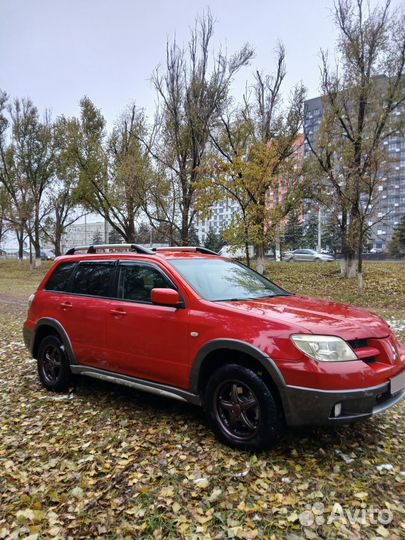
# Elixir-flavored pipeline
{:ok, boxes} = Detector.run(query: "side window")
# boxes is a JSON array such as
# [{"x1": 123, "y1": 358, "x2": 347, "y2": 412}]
[
  {"x1": 118, "y1": 264, "x2": 173, "y2": 302},
  {"x1": 72, "y1": 263, "x2": 114, "y2": 296},
  {"x1": 45, "y1": 262, "x2": 76, "y2": 291}
]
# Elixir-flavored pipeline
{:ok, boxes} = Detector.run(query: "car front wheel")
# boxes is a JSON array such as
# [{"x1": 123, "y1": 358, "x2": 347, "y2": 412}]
[
  {"x1": 37, "y1": 336, "x2": 72, "y2": 392},
  {"x1": 204, "y1": 364, "x2": 282, "y2": 451}
]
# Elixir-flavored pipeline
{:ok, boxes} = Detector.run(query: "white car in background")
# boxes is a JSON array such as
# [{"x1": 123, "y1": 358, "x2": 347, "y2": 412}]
[{"x1": 284, "y1": 249, "x2": 335, "y2": 262}]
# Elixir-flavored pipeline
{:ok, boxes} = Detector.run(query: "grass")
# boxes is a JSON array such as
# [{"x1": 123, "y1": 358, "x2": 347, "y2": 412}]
[
  {"x1": 0, "y1": 262, "x2": 405, "y2": 540},
  {"x1": 266, "y1": 262, "x2": 405, "y2": 317},
  {"x1": 0, "y1": 260, "x2": 52, "y2": 300}
]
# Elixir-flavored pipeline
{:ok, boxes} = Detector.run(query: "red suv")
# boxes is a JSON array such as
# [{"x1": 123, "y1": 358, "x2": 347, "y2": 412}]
[{"x1": 24, "y1": 245, "x2": 405, "y2": 450}]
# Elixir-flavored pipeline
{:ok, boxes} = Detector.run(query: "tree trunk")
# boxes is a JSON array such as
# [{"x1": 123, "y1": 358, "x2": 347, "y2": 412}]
[
  {"x1": 243, "y1": 220, "x2": 250, "y2": 268},
  {"x1": 274, "y1": 226, "x2": 281, "y2": 262},
  {"x1": 125, "y1": 220, "x2": 136, "y2": 244},
  {"x1": 357, "y1": 228, "x2": 364, "y2": 294},
  {"x1": 340, "y1": 252, "x2": 356, "y2": 278},
  {"x1": 181, "y1": 208, "x2": 189, "y2": 246},
  {"x1": 256, "y1": 244, "x2": 265, "y2": 274},
  {"x1": 53, "y1": 230, "x2": 62, "y2": 257},
  {"x1": 16, "y1": 231, "x2": 24, "y2": 264},
  {"x1": 32, "y1": 213, "x2": 42, "y2": 268}
]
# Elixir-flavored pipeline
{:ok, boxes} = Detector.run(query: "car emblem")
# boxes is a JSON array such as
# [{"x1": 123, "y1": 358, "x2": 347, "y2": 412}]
[{"x1": 390, "y1": 343, "x2": 398, "y2": 360}]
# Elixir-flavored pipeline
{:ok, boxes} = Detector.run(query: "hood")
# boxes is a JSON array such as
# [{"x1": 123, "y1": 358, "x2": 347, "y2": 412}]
[{"x1": 219, "y1": 295, "x2": 389, "y2": 340}]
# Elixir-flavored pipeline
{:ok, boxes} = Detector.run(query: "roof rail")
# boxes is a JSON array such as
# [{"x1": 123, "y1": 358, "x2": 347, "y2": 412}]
[
  {"x1": 152, "y1": 246, "x2": 219, "y2": 255},
  {"x1": 65, "y1": 244, "x2": 155, "y2": 255}
]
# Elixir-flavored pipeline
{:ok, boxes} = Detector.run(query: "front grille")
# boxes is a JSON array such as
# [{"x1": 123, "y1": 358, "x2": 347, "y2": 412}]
[
  {"x1": 348, "y1": 339, "x2": 368, "y2": 351},
  {"x1": 348, "y1": 337, "x2": 398, "y2": 365}
]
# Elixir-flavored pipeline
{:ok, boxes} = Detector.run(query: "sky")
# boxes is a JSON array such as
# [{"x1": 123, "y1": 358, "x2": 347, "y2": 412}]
[{"x1": 0, "y1": 0, "x2": 336, "y2": 125}]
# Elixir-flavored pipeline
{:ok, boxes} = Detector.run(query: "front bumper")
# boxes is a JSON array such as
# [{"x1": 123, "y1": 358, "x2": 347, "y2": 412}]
[
  {"x1": 23, "y1": 324, "x2": 34, "y2": 354},
  {"x1": 282, "y1": 383, "x2": 405, "y2": 426}
]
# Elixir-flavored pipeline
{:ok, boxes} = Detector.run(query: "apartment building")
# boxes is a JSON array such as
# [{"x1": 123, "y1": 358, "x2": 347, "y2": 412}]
[{"x1": 304, "y1": 96, "x2": 405, "y2": 251}]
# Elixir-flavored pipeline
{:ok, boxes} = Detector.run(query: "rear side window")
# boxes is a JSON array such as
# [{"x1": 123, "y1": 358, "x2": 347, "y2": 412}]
[
  {"x1": 45, "y1": 263, "x2": 76, "y2": 292},
  {"x1": 118, "y1": 264, "x2": 174, "y2": 302},
  {"x1": 71, "y1": 262, "x2": 114, "y2": 296}
]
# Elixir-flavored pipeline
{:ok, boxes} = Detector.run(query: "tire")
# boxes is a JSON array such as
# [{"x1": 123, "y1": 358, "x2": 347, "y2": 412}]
[
  {"x1": 37, "y1": 336, "x2": 72, "y2": 392},
  {"x1": 203, "y1": 364, "x2": 283, "y2": 452}
]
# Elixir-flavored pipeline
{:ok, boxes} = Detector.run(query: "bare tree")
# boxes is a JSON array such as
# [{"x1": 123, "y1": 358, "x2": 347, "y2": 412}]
[
  {"x1": 142, "y1": 13, "x2": 253, "y2": 245},
  {"x1": 0, "y1": 91, "x2": 32, "y2": 262},
  {"x1": 200, "y1": 45, "x2": 304, "y2": 273},
  {"x1": 74, "y1": 98, "x2": 153, "y2": 242},
  {"x1": 41, "y1": 116, "x2": 80, "y2": 257},
  {"x1": 307, "y1": 0, "x2": 405, "y2": 291},
  {"x1": 9, "y1": 99, "x2": 54, "y2": 266}
]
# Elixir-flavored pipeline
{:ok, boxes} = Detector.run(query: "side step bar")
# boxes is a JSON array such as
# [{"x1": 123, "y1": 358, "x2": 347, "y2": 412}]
[{"x1": 70, "y1": 364, "x2": 201, "y2": 405}]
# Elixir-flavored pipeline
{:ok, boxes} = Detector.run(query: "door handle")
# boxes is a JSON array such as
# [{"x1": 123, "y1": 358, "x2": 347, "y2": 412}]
[{"x1": 110, "y1": 309, "x2": 127, "y2": 317}]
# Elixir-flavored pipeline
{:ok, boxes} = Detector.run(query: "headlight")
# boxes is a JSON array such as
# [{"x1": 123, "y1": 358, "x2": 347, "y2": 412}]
[{"x1": 291, "y1": 334, "x2": 358, "y2": 362}]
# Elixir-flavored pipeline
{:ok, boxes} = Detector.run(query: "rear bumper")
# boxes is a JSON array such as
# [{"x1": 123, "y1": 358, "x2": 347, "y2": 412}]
[
  {"x1": 23, "y1": 324, "x2": 34, "y2": 354},
  {"x1": 283, "y1": 376, "x2": 405, "y2": 426}
]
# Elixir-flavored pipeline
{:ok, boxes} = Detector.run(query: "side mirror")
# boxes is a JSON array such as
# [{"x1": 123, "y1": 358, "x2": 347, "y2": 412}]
[{"x1": 151, "y1": 289, "x2": 183, "y2": 307}]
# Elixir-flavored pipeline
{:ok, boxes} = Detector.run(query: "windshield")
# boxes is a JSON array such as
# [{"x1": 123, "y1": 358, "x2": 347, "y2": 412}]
[{"x1": 170, "y1": 259, "x2": 288, "y2": 302}]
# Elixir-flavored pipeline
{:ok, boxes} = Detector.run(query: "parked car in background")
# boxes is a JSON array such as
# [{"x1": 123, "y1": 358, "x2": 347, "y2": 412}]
[
  {"x1": 218, "y1": 246, "x2": 254, "y2": 259},
  {"x1": 41, "y1": 250, "x2": 55, "y2": 261},
  {"x1": 285, "y1": 249, "x2": 335, "y2": 262}
]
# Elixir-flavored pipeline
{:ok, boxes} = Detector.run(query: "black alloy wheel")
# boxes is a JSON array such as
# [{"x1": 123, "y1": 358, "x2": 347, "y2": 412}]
[
  {"x1": 37, "y1": 335, "x2": 72, "y2": 392},
  {"x1": 203, "y1": 364, "x2": 283, "y2": 452}
]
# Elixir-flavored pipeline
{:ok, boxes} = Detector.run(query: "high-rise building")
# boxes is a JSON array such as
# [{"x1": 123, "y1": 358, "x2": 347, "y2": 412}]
[
  {"x1": 304, "y1": 97, "x2": 405, "y2": 251},
  {"x1": 194, "y1": 199, "x2": 239, "y2": 244},
  {"x1": 195, "y1": 134, "x2": 304, "y2": 244}
]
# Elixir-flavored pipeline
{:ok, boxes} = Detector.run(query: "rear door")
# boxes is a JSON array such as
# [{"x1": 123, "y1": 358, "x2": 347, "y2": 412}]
[
  {"x1": 107, "y1": 261, "x2": 189, "y2": 388},
  {"x1": 58, "y1": 261, "x2": 116, "y2": 369}
]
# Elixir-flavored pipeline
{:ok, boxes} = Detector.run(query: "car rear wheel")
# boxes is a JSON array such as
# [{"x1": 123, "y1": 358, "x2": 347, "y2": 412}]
[
  {"x1": 204, "y1": 364, "x2": 282, "y2": 451},
  {"x1": 37, "y1": 336, "x2": 72, "y2": 392}
]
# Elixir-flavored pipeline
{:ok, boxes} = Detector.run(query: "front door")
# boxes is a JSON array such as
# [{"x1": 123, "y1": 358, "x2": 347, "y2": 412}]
[
  {"x1": 58, "y1": 261, "x2": 115, "y2": 369},
  {"x1": 107, "y1": 261, "x2": 189, "y2": 388}
]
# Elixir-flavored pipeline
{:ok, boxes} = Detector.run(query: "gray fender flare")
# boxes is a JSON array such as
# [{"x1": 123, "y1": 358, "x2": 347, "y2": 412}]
[
  {"x1": 31, "y1": 317, "x2": 77, "y2": 364},
  {"x1": 189, "y1": 339, "x2": 285, "y2": 395}
]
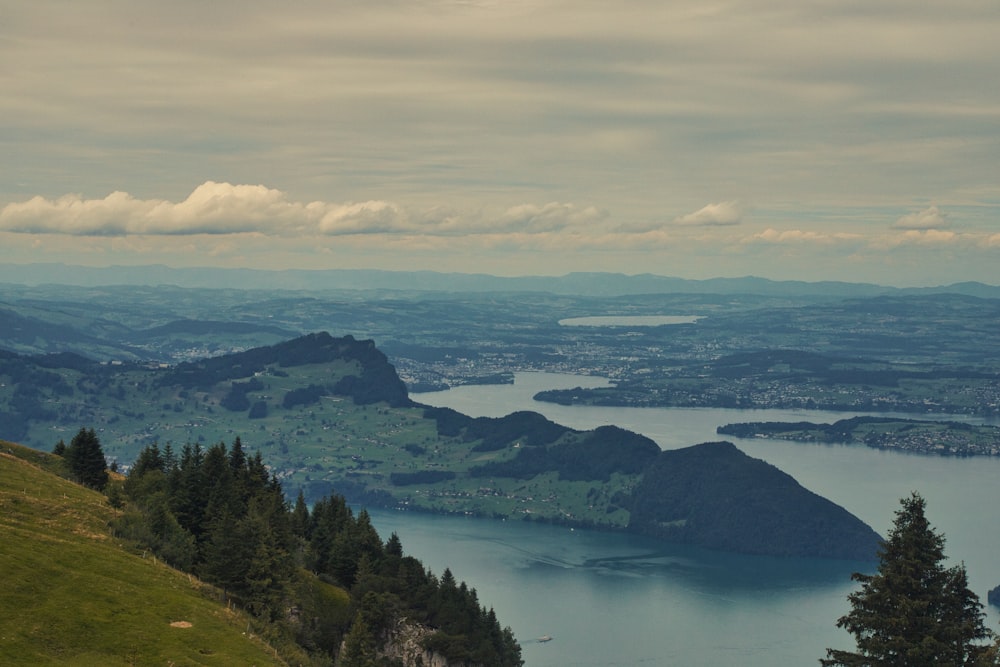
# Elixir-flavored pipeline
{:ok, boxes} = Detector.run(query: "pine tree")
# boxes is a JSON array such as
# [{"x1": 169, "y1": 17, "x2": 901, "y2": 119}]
[
  {"x1": 820, "y1": 493, "x2": 993, "y2": 667},
  {"x1": 63, "y1": 428, "x2": 108, "y2": 490}
]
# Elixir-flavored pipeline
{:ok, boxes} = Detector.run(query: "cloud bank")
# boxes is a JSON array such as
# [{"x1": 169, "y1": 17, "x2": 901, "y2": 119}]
[{"x1": 0, "y1": 181, "x2": 607, "y2": 236}]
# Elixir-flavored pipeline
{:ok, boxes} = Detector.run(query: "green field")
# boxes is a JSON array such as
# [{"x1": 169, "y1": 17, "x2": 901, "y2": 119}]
[{"x1": 0, "y1": 441, "x2": 286, "y2": 667}]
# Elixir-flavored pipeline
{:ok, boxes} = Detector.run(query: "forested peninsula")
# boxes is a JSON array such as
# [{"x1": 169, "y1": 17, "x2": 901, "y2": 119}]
[
  {"x1": 0, "y1": 333, "x2": 879, "y2": 560},
  {"x1": 0, "y1": 438, "x2": 523, "y2": 667}
]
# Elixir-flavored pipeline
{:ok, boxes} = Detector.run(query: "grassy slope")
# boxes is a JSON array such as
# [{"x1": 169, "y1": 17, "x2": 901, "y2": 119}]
[
  {"x1": 0, "y1": 441, "x2": 284, "y2": 665},
  {"x1": 0, "y1": 361, "x2": 637, "y2": 528}
]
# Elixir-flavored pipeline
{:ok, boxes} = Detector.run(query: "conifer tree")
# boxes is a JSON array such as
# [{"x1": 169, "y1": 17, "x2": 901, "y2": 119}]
[
  {"x1": 63, "y1": 428, "x2": 108, "y2": 490},
  {"x1": 820, "y1": 493, "x2": 993, "y2": 667}
]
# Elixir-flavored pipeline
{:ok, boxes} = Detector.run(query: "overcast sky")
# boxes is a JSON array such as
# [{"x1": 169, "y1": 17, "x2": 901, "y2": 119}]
[{"x1": 0, "y1": 0, "x2": 1000, "y2": 285}]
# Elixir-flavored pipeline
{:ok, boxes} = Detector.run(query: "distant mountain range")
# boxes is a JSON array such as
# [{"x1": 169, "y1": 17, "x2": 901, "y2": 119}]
[
  {"x1": 0, "y1": 333, "x2": 879, "y2": 560},
  {"x1": 0, "y1": 263, "x2": 1000, "y2": 298}
]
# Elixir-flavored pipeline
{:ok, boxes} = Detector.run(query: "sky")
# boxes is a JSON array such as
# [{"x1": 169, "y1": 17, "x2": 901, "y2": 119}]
[{"x1": 0, "y1": 0, "x2": 1000, "y2": 286}]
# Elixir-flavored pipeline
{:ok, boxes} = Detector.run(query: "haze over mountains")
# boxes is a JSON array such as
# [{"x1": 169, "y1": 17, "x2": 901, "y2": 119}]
[{"x1": 0, "y1": 263, "x2": 1000, "y2": 298}]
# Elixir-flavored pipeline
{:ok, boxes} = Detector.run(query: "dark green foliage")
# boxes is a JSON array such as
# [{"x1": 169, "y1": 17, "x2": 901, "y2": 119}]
[
  {"x1": 117, "y1": 438, "x2": 522, "y2": 667},
  {"x1": 820, "y1": 493, "x2": 993, "y2": 667},
  {"x1": 424, "y1": 408, "x2": 572, "y2": 452},
  {"x1": 219, "y1": 378, "x2": 264, "y2": 412},
  {"x1": 389, "y1": 470, "x2": 455, "y2": 486},
  {"x1": 281, "y1": 384, "x2": 330, "y2": 410},
  {"x1": 157, "y1": 332, "x2": 411, "y2": 410},
  {"x1": 470, "y1": 426, "x2": 660, "y2": 482},
  {"x1": 56, "y1": 428, "x2": 108, "y2": 489},
  {"x1": 247, "y1": 401, "x2": 267, "y2": 419},
  {"x1": 629, "y1": 442, "x2": 879, "y2": 560}
]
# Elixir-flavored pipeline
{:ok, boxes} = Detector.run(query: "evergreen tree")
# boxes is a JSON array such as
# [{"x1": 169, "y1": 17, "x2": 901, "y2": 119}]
[
  {"x1": 63, "y1": 428, "x2": 108, "y2": 490},
  {"x1": 820, "y1": 493, "x2": 993, "y2": 667}
]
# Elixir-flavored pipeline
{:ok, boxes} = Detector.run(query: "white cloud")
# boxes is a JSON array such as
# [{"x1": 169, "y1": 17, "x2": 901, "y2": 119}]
[
  {"x1": 674, "y1": 201, "x2": 743, "y2": 226},
  {"x1": 892, "y1": 206, "x2": 948, "y2": 229},
  {"x1": 497, "y1": 202, "x2": 607, "y2": 233},
  {"x1": 0, "y1": 181, "x2": 607, "y2": 236}
]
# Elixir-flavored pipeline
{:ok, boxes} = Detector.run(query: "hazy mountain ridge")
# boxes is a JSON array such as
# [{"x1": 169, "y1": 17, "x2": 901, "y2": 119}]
[
  {"x1": 0, "y1": 264, "x2": 1000, "y2": 298},
  {"x1": 0, "y1": 333, "x2": 877, "y2": 559}
]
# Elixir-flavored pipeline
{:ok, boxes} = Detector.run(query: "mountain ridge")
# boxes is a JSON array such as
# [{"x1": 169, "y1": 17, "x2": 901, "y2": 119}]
[
  {"x1": 0, "y1": 333, "x2": 878, "y2": 560},
  {"x1": 0, "y1": 263, "x2": 1000, "y2": 298}
]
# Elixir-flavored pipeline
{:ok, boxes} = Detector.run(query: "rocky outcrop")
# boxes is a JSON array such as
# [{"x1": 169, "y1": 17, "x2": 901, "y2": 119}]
[{"x1": 629, "y1": 442, "x2": 881, "y2": 560}]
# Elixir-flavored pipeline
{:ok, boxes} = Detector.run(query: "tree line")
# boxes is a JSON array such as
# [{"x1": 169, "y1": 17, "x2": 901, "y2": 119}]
[{"x1": 57, "y1": 429, "x2": 523, "y2": 667}]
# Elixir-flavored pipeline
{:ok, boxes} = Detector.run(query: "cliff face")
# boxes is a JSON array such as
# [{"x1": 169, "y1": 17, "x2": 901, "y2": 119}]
[{"x1": 629, "y1": 442, "x2": 881, "y2": 560}]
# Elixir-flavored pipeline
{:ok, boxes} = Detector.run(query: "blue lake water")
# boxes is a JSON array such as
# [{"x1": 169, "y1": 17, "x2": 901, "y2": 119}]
[{"x1": 372, "y1": 373, "x2": 1000, "y2": 667}]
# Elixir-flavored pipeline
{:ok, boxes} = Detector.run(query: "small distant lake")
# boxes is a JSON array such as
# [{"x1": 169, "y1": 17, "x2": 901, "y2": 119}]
[
  {"x1": 559, "y1": 315, "x2": 702, "y2": 327},
  {"x1": 396, "y1": 373, "x2": 1000, "y2": 667}
]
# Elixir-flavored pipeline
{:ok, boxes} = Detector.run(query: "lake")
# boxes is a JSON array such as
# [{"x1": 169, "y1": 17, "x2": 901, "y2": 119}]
[
  {"x1": 559, "y1": 315, "x2": 703, "y2": 328},
  {"x1": 371, "y1": 373, "x2": 1000, "y2": 667}
]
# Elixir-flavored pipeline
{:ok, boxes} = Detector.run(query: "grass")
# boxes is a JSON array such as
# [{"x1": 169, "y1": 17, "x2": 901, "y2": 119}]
[
  {"x1": 0, "y1": 441, "x2": 285, "y2": 666},
  {"x1": 0, "y1": 361, "x2": 636, "y2": 528}
]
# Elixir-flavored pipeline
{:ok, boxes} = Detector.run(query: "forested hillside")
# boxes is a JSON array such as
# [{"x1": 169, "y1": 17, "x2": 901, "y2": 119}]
[{"x1": 0, "y1": 438, "x2": 521, "y2": 666}]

***

TASK TO CARRY OUT → Copy every line of the material above that contains the word "rear". Case counts, so only lines with that exact capitalization qualify.

TASK RESULT →
{:ok, boxes} = Detector.run(query: "rear side window")
{:ok, boxes} = Detector.run(query: "rear bumper")
{:ok, boxes} = Detector.run(query: "rear door")
{:ok, boxes} = Detector.run(query: "car rear wheel")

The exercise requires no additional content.